> **PROBLEM**:
Any image in the records is to be dropped, and everything else duplicated precisely.

> **SOURCE DATA**:
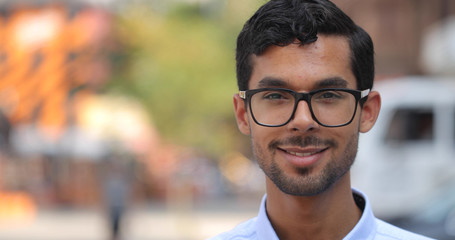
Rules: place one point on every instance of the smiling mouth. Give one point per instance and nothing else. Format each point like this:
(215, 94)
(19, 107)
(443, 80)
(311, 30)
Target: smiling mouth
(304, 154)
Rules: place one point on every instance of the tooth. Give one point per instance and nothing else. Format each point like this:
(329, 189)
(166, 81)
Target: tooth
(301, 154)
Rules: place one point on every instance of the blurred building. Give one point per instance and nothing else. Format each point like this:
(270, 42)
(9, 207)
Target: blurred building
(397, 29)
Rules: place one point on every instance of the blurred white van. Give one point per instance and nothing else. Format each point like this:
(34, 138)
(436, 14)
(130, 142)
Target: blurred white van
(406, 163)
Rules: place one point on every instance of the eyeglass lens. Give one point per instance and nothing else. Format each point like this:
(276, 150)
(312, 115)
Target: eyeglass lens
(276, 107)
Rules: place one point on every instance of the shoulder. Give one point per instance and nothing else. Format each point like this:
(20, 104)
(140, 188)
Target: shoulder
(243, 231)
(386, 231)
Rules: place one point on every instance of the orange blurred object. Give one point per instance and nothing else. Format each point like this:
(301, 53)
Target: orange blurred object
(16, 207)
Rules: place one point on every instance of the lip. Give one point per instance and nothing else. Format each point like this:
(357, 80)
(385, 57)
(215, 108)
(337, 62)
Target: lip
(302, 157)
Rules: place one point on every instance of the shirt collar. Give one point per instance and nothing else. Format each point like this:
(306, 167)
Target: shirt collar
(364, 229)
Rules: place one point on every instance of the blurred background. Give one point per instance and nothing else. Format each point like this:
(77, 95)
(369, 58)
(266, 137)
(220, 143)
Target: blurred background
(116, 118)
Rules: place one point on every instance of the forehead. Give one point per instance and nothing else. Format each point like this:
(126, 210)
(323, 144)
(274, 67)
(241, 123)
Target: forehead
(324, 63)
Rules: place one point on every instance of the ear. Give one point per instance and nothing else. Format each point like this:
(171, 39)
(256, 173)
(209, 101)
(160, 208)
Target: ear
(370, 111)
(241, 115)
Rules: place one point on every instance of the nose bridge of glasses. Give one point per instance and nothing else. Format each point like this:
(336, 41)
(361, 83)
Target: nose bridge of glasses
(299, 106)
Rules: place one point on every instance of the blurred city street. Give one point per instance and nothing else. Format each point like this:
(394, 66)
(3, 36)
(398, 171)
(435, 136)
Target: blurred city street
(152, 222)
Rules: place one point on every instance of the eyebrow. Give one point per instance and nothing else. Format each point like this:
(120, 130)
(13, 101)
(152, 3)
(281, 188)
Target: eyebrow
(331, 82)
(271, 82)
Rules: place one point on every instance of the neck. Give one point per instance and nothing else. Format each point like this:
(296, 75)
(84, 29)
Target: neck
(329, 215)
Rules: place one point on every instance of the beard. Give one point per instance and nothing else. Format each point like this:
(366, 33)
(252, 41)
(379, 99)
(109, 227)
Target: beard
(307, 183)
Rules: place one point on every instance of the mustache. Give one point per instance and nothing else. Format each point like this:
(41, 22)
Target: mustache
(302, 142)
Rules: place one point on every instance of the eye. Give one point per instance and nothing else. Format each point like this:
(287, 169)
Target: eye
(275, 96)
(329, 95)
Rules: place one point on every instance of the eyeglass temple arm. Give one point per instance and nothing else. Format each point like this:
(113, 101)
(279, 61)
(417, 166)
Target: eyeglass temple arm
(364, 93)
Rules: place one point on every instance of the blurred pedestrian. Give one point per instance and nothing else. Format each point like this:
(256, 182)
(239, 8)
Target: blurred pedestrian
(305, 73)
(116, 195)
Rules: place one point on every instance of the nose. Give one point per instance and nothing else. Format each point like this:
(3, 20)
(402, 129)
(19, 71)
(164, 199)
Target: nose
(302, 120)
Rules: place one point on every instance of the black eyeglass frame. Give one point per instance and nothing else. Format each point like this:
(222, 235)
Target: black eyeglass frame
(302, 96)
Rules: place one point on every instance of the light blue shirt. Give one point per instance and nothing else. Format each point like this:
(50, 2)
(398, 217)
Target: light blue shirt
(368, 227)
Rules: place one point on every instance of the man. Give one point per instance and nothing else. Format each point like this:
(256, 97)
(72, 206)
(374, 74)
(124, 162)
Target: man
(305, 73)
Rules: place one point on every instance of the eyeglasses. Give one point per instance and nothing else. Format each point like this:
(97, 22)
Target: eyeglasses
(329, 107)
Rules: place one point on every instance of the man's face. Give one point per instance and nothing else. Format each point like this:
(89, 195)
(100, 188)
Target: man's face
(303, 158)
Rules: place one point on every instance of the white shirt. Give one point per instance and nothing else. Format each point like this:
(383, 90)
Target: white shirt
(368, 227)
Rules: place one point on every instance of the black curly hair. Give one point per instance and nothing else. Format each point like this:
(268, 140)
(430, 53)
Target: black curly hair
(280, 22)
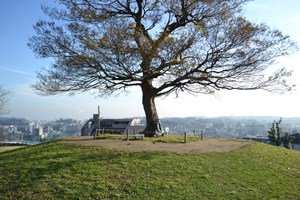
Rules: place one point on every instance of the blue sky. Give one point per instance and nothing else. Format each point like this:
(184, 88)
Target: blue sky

> **SOLUTION TO THIS TASK**:
Rules: place one point on every instance of the smiling mouth. Give one point per instance and nothing else. Format each point like this:
(215, 94)
(19, 107)
(443, 80)
(311, 30)
Target: smiling mouth
(304, 154)
Rules: place one point on every instance of the tooth. Give one point per instance and nothing else. Format each point like this:
(329, 189)
(166, 81)
Target: tooth
(301, 154)
Rules: place one point on every instance of the blurred building. Give one point per instance and nothing else. Format each point like this:
(270, 42)
(9, 207)
Target: blurred building
(397, 29)
Rules: place one point on every instance of the blurred white van. Give one point per instance and nothing else. Format each point like this:
(34, 138)
(436, 14)
(130, 142)
Target: blurred white van
(406, 163)
Rules: place one point on every instance of the eyeglass lens. Give one point per instance and nothing else. Format each point like this:
(276, 150)
(312, 115)
Target: eyeglass lens
(276, 107)
Rules: place one point on every instance of the shoulder. Give one point per instance and nothing else. Format each point like this:
(20, 104)
(140, 188)
Target: shoulder
(243, 231)
(386, 231)
Rules: place one point on every instance of the orange blurred object. Give one point per instance and nothing else. Format each point like this:
(301, 53)
Target: orange blurred object
(16, 207)
Rules: place one point on every instance of the lip. Give one point per instance and nothing else. Format each point like this:
(357, 80)
(385, 57)
(215, 108)
(337, 62)
Target: lip
(302, 157)
Rules: place one point on every instance of the shirt collar. Give one point per instance and nothing else. Format each point like this:
(306, 167)
Target: shirt collar
(364, 229)
Rules: place one point on every instance of the blurred background. Give one point per instance and nothing else. Format each point like this:
(77, 95)
(369, 58)
(266, 137)
(220, 143)
Target: blurred background
(116, 118)
Rules: place one point on every instance of the forehead. Give one point per instance and nothing else. Format each point like this:
(126, 210)
(323, 144)
(274, 67)
(241, 123)
Target: forehead
(324, 63)
Rules: place one point on every instance of the ear. Give one point per instance and nothing else. Format each point like this:
(171, 39)
(256, 173)
(209, 101)
(160, 208)
Target: ear
(370, 111)
(241, 115)
Rules: place one point on every instance of the nose bridge of glasses. Give one point per instance and nothing else. Format each point like this:
(336, 41)
(361, 83)
Target: nose bridge of glasses
(299, 106)
Rules: place one point on every instance of the blurred city street. Give one point per instance and nothing else. Format each point like this:
(394, 66)
(3, 36)
(398, 171)
(435, 136)
Target: blurred city street
(152, 222)
Rules: place one point on every instance of the eyebrow. Give one point per instance and nothing else. Format each point like this:
(120, 130)
(13, 101)
(152, 3)
(281, 188)
Target: eyebrow
(331, 82)
(271, 82)
Rules: place one point on every instance of the neck. Give one point per instance and nothing else. Format each point like this:
(296, 75)
(84, 29)
Target: neck
(329, 215)
Rules: place one point on every instance of the beard. Give one point per instance and nothing else. Format each point like this:
(366, 33)
(252, 41)
(379, 99)
(109, 227)
Target: beard
(307, 183)
Rules: place one point on every instance of the mustache. Give one point per instance and nothing else. Format each point like this:
(41, 22)
Target: mustache
(302, 142)
Rules: place one point on every instance of the eye. Give one point per instance and nothing else. Format each point like this:
(287, 169)
Target: eye
(275, 96)
(329, 95)
Rules: place one point on every instance of the eyeglass temple arm. Give one point per instance and nothing else. Format each point like this:
(113, 101)
(279, 61)
(417, 166)
Target: eyeglass temple arm
(364, 93)
Rules: place one point on every instance of the blurred pedestrian. Give one point per instance and nothing else. Format each point like this:
(256, 182)
(239, 8)
Target: blurred pedestrian
(305, 73)
(116, 195)
Rules: place one point on every instance of the nose. Give one point per instance and nothing else. Format each point like this:
(3, 20)
(402, 129)
(19, 71)
(164, 199)
Target: nose
(302, 120)
Rules: place one point on every instance of the black eyeglass frame. Give one point per instance and nothing else. Format each point like this:
(222, 235)
Target: black eyeglass frame
(302, 96)
Rules: place one point on every instance of the light blue shirt. Give one point per instance and nothing else. Format each point like this:
(50, 2)
(398, 217)
Target: light blue shirt
(368, 227)
Rules: place one point on every instance of the man. Give one point per instance and nothing else. Format each point like this:
(256, 97)
(72, 206)
(374, 74)
(124, 162)
Target: man
(305, 73)
Rules: place one point on every instance of the eyeglasses. Give one point per instance and nothing else. Format each point like this:
(97, 22)
Target: eyeglasses
(329, 107)
Rules: place one point on every instance of the man's face. Give one point per instance and nothing else. Format each point like this:
(89, 195)
(100, 188)
Target: man's face
(303, 158)
Rules: place one point on every instance of the white shirt. Give one point per instance and nothing else. Format each point like this:
(383, 90)
Target: white shirt
(368, 227)
Rules: place one point on every instance of the black curly hair. Give one point per instance and nothing else. Format each point like this:
(268, 140)
(430, 53)
Target: black curly hair
(280, 22)
Rules: place one point on every instance of the blue sky. Give one point per instance and nothing else. Format each point like this:
(184, 88)
Target: blue sky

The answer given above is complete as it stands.